• [What you are asked to do] Pick out each line in the entries below that contains the string "clicks" and copy it in full. Case counts.

....................

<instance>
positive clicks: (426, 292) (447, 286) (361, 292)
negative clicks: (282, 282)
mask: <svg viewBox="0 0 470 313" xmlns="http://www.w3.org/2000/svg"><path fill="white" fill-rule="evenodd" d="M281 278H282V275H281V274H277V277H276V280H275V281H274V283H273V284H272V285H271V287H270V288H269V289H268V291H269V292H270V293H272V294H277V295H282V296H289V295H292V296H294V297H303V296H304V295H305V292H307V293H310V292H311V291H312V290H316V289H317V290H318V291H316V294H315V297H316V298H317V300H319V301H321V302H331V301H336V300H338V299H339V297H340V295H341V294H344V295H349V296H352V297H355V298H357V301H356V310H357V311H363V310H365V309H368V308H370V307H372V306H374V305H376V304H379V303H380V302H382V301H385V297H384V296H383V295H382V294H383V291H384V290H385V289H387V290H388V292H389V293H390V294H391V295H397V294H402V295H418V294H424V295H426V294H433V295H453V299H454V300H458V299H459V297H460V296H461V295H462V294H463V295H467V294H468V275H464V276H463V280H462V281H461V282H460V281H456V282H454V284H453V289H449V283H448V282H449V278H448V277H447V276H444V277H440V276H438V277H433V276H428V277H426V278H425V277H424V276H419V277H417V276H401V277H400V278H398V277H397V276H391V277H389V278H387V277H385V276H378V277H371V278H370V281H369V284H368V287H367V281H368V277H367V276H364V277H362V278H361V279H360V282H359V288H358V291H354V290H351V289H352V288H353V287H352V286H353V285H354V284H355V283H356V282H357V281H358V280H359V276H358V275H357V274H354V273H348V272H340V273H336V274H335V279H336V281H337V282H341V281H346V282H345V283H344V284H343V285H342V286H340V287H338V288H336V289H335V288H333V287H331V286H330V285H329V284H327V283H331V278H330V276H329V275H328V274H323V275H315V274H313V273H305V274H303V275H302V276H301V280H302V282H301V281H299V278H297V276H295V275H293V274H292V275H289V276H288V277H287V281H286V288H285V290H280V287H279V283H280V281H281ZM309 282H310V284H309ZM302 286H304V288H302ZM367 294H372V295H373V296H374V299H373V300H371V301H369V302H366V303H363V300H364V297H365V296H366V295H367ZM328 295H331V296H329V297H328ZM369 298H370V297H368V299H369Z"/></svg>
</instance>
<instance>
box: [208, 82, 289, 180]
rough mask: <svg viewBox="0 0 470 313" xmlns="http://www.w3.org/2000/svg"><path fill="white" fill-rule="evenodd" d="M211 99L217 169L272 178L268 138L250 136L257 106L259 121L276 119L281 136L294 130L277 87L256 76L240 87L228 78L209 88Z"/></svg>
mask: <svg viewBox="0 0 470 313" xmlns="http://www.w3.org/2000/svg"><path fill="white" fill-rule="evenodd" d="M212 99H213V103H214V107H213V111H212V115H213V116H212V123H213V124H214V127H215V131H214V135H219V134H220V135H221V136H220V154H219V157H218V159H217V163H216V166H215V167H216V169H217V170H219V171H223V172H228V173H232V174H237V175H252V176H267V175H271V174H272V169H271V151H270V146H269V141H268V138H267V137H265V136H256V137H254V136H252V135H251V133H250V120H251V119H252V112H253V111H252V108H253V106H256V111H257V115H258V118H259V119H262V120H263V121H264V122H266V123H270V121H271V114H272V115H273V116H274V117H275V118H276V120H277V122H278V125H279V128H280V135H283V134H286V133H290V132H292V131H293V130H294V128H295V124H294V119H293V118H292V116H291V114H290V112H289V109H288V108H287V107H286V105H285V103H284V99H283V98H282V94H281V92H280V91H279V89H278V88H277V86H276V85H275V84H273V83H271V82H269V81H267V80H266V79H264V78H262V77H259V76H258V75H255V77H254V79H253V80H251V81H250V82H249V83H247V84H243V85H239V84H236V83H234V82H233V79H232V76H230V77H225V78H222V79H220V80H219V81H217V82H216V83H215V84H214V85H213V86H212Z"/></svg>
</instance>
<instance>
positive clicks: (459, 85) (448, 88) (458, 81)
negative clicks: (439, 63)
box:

....................

• [Solution to this exercise]
positive clicks: (426, 292) (447, 286) (361, 292)
negative clicks: (282, 282)
positive clicks: (459, 85) (448, 88) (458, 81)
negative clicks: (439, 63)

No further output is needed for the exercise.